### WORK REQUIRED
Convert every line of the records below into a JSON list of strings, one string per line, with blank lines dropped. Omit the picture lines.

(Coordinate labeling data)
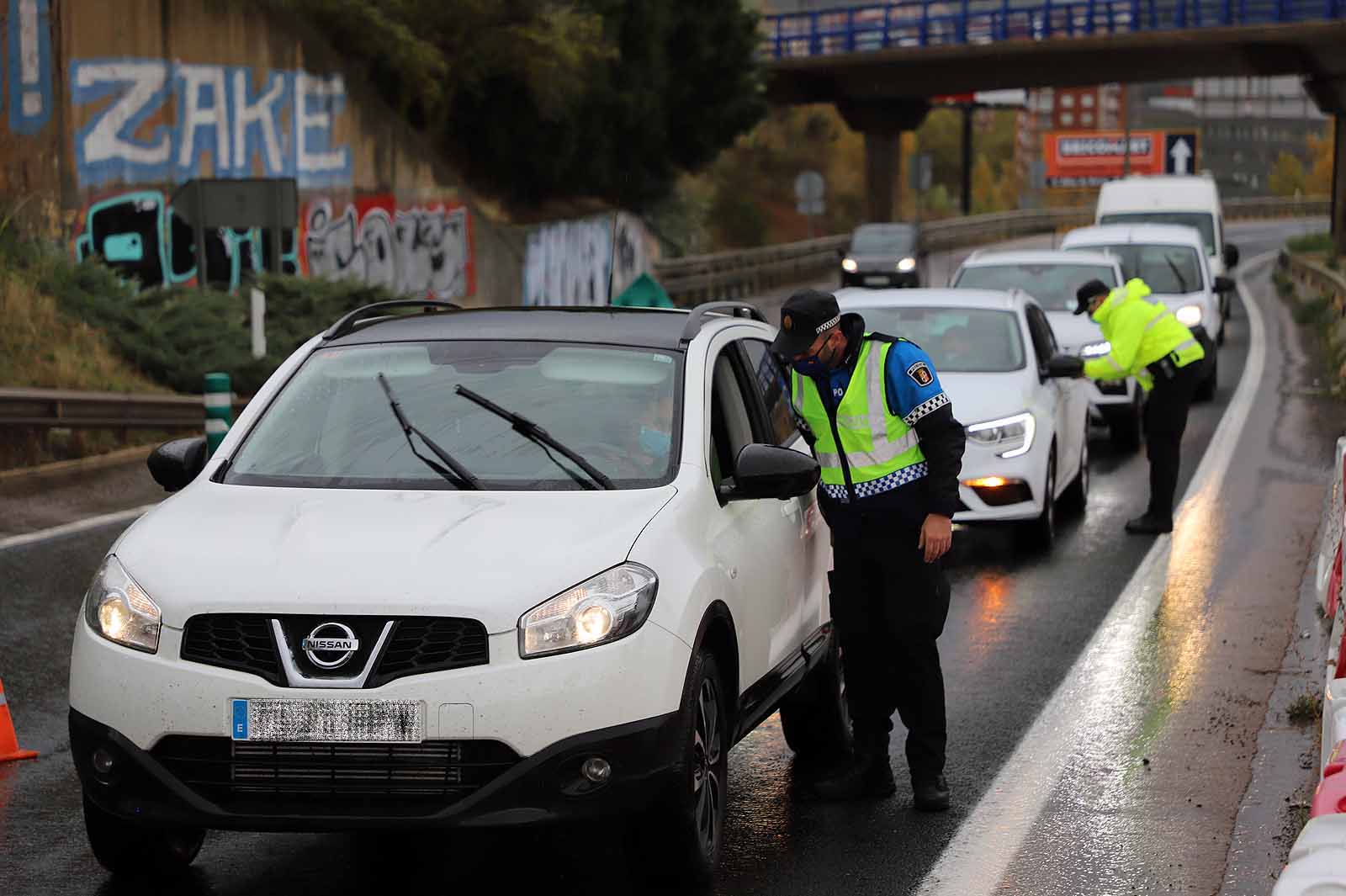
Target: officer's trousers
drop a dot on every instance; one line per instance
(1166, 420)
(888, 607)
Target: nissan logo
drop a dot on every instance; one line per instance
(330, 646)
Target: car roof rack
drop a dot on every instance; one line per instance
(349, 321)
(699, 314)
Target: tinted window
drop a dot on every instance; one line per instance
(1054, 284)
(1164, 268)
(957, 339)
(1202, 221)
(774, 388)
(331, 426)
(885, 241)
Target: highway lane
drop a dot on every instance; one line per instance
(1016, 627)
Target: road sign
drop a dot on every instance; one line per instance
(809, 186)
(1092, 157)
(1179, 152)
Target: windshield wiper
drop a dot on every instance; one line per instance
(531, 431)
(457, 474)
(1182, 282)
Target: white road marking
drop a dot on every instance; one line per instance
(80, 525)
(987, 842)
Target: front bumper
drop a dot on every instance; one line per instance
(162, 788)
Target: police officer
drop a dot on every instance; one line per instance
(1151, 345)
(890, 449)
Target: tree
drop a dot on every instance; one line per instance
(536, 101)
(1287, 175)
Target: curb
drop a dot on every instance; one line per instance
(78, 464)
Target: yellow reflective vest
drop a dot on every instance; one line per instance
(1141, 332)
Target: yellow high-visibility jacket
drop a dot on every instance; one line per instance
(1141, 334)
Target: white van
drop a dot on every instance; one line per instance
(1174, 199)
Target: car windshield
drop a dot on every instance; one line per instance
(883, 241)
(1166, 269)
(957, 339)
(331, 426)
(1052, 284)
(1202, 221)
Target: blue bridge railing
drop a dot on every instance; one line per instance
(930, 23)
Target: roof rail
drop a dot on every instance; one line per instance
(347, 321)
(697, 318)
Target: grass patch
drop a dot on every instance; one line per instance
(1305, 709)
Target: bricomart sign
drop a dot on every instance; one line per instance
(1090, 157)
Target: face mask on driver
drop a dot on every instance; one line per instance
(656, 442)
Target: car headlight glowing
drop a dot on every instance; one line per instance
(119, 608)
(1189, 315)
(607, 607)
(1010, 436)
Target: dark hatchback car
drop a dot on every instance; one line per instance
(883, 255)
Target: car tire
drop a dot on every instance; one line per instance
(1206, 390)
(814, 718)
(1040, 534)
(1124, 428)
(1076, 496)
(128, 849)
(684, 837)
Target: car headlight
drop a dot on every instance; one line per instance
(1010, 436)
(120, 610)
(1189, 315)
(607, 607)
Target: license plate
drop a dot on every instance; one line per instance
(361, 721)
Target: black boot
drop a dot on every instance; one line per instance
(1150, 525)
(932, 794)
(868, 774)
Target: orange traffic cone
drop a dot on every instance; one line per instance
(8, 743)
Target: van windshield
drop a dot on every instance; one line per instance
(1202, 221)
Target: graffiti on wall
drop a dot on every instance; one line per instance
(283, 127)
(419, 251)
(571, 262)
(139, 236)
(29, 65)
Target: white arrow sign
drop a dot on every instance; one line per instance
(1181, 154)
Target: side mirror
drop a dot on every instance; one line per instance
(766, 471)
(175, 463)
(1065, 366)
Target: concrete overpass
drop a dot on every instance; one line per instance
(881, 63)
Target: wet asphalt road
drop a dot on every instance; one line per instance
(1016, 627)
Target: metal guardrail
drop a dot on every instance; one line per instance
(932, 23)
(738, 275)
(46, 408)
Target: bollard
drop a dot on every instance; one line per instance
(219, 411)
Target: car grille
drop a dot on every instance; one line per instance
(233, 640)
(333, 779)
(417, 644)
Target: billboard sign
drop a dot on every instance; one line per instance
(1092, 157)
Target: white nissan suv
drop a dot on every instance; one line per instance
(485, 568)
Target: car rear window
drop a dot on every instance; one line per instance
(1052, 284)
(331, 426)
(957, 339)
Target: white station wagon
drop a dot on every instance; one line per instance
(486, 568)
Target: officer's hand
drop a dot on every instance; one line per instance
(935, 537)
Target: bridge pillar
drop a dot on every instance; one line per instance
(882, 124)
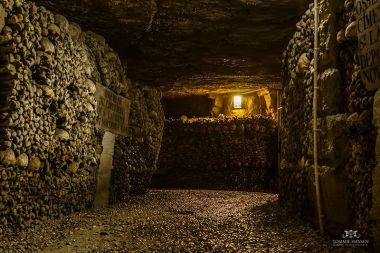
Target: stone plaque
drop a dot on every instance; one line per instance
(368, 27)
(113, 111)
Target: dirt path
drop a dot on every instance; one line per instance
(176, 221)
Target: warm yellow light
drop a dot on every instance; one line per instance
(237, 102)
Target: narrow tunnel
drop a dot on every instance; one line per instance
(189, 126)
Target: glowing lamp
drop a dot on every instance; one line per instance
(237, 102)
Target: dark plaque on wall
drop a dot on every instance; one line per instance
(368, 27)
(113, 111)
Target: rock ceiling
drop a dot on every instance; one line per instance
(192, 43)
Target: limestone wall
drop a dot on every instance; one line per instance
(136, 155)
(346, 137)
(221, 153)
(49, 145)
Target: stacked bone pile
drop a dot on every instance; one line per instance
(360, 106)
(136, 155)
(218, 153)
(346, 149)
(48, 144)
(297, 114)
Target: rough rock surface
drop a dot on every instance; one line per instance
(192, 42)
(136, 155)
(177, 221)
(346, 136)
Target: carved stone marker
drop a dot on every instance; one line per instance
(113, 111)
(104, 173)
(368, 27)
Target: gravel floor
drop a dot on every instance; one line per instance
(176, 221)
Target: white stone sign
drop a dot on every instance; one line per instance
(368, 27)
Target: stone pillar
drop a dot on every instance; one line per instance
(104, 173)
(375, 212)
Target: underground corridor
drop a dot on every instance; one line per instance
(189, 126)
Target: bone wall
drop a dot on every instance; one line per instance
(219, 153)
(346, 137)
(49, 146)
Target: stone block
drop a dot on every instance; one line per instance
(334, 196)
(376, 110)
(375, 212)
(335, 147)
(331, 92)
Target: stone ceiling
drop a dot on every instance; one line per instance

### THE ANSWER
[
  "Target: officer's trousers",
  "drop a dot on every instance; one line per instance",
  "(1166, 420)",
  "(888, 607)",
  "Target: nissan logo",
  "drop a dot on every instance; one line per instance",
  "(330, 646)",
  "Target: car roof rack",
  "drop a dot on every instance; one line per instance",
  "(349, 321)",
  "(699, 314)",
  "Target: tinted window",
  "drop a dot on every instance; one line per instance",
  "(1054, 284)",
  "(1164, 268)",
  "(957, 339)",
  "(1202, 221)",
  "(774, 388)",
  "(331, 426)",
  "(885, 241)",
  "Target: highway lane",
  "drop a dot on every instance; one line per instance",
  "(1016, 627)",
  "Target: road sign",
  "drop a dot on every instance; one line per instance",
  "(809, 186)",
  "(1092, 157)",
  "(1179, 152)",
  "Target: windshield wiper",
  "drop a dot on every instance; one line per instance",
  "(531, 431)",
  "(457, 474)",
  "(1182, 282)",
  "Target: white road marking",
  "drop a dot on every instance; one line per instance",
  "(80, 525)",
  "(987, 842)",
  "Target: front bumper",
  "drop a dot on every instance; one line per instance",
  "(162, 788)",
  "Target: police officer",
  "drop a dot on every instance; one line per instance",
  "(1151, 345)",
  "(890, 449)",
  "Target: tree",
  "drop a dot on every instance; one line per instance",
  "(536, 101)",
  "(1287, 175)",
  "Target: curb",
  "drop a dot on every instance; one line per instance",
  "(78, 464)",
  "Target: yellow reflective vest",
  "drop a dot on every instance; one line per instance",
  "(1141, 332)",
  "Target: yellow high-visibility jacket",
  "drop a dot on every instance; one line per instance",
  "(1141, 334)",
  "Target: white van",
  "drop a dot on every instance; one line per instance",
  "(1174, 199)",
  "Target: car windshield",
  "drop a dot on every instance; one line per instance",
  "(883, 241)",
  "(1166, 269)",
  "(957, 339)",
  "(331, 426)",
  "(1052, 284)",
  "(1202, 221)",
  "Target: blue bridge railing",
  "drop a dot on every instance; one line per instance",
  "(930, 23)",
  "Target: roof rail",
  "drop a dot on every instance; one line per instance",
  "(347, 321)",
  "(697, 318)",
  "Target: grass patch",
  "drop a dot on every instance; one line per instance",
  "(1305, 709)",
  "Target: bricomart sign",
  "drop a dot on every instance; one line per instance",
  "(1090, 157)",
  "Target: face mask on driver",
  "drop a dot on every instance; one line per instance",
  "(656, 442)",
  "Target: car headlight glowing",
  "drop a dot on every instance; one line per instance",
  "(119, 608)",
  "(1189, 315)",
  "(607, 607)",
  "(1010, 436)",
  "Target: dark hatchback car",
  "drop a dot on every instance; one line per instance",
  "(883, 255)",
  "Target: car tire",
  "drop a dot on every instance; one line per instance",
  "(1206, 390)",
  "(814, 718)",
  "(1040, 534)",
  "(1124, 428)",
  "(1076, 496)",
  "(128, 849)",
  "(684, 837)",
  "Target: car headlight",
  "drop a dot on every instance; one line per instance",
  "(1010, 436)",
  "(120, 610)",
  "(1189, 315)",
  "(607, 607)",
  "Target: license plate",
  "drop a dot on every instance; one line per instance",
  "(361, 721)",
  "Target: black boot",
  "drop a dot on every instance; one line per instance",
  "(1150, 525)",
  "(932, 794)",
  "(868, 774)",
  "Target: orange traffic cone",
  "drop a dot on every instance; one line per instance",
  "(8, 743)",
  "Target: van windshield",
  "drop a dot on every instance; one line per instance",
  "(1202, 221)",
  "Target: graffiti on wall",
  "drop a dot on every instance; one line per instance",
  "(283, 127)",
  "(419, 251)",
  "(571, 262)",
  "(139, 236)",
  "(29, 65)",
  "Target: white arrow sign",
  "drop a dot on every instance; one line per instance",
  "(1181, 154)",
  "Target: side mirror",
  "drop a dot on every instance; one line per instance",
  "(766, 471)",
  "(175, 463)",
  "(1065, 366)",
  "Target: concrete overpass",
  "drop a dot on every instance; one line per instance",
  "(881, 63)",
  "Target: wet asphalt road",
  "drop a dot on every instance; one line per instance",
  "(1016, 627)",
  "Target: metal guardrail",
  "drop a dot on every instance; one line per instance",
  "(932, 23)",
  "(738, 275)",
  "(46, 408)",
  "Target: bollard",
  "drop a dot on every instance; one line per instance",
  "(219, 411)",
  "Target: car grille",
  "drop a dot on every instance; one line per instance",
  "(233, 640)",
  "(333, 779)",
  "(417, 644)",
  "Target: billboard sign",
  "drop a dot on every instance; one line per instance",
  "(1092, 157)",
  "Target: white nissan suv",
  "drop a dot on every instance; one line per instance",
  "(485, 568)",
  "Target: car rear window",
  "drop a dot on every instance; one line per instance",
  "(1052, 284)",
  "(331, 426)",
  "(957, 339)",
  "Target: white station wagon",
  "drop a dot on every instance; one line per instance",
  "(486, 568)",
  "Target: officer's hand",
  "drop a dot on every instance; one line per instance",
  "(935, 537)",
  "Target: bridge pillar",
  "drop a dot on every instance; one line per instance",
  "(882, 124)",
  "Target: stone plaque",
  "drop a dot on every instance; one line per instance",
  "(368, 27)",
  "(113, 111)",
  "Target: dirt path",
  "drop a dot on every instance; one line per instance",
  "(176, 221)",
  "Target: warm yellow light",
  "drop a dot on every instance; one line per instance",
  "(237, 102)",
  "Target: narrow tunnel",
  "drop a dot on every instance; one line per instance",
  "(189, 126)",
  "Target: glowing lamp",
  "drop a dot on every instance; one line per instance",
  "(237, 102)",
  "Target: dark plaque on wall",
  "drop a dot on every instance; one line per instance",
  "(368, 27)",
  "(113, 111)",
  "Target: rock ceiling",
  "drop a dot on every instance; one line per instance",
  "(192, 43)",
  "Target: limestone wall",
  "drop a dot on every instance; one line per instance",
  "(136, 155)",
  "(346, 137)",
  "(221, 153)",
  "(49, 145)",
  "Target: stacked bone pile",
  "drop a dot on every instance; one line per instance",
  "(360, 106)",
  "(136, 155)",
  "(218, 153)",
  "(346, 149)",
  "(48, 144)",
  "(297, 114)",
  "Target: rough rock surface",
  "drop a dot on every instance; one line per instance",
  "(192, 42)",
  "(136, 155)",
  "(177, 221)",
  "(346, 136)",
  "Target: carved stone marker",
  "drop a dot on every instance; one line per instance",
  "(113, 111)",
  "(104, 173)",
  "(368, 27)",
  "Target: gravel floor",
  "drop a dot on every instance; one line per instance",
  "(176, 221)",
  "Target: white stone sign",
  "drop a dot on every instance; one line per instance",
  "(368, 27)",
  "Target: stone pillar",
  "drop a dot on every instance; one line per instance",
  "(104, 173)",
  "(375, 212)",
  "Target: underground corridor",
  "drop a dot on every instance; one line per instance",
  "(189, 126)",
  "Target: bone wall",
  "drop a dot on every instance; one line per instance",
  "(219, 153)",
  "(346, 137)",
  "(49, 146)",
  "Target: stone block",
  "drop a dot on every instance; one line per instance",
  "(334, 196)",
  "(376, 110)",
  "(375, 212)",
  "(335, 147)",
  "(331, 92)",
  "Target: stone ceiling",
  "drop a dot on every instance; one line per instance"
]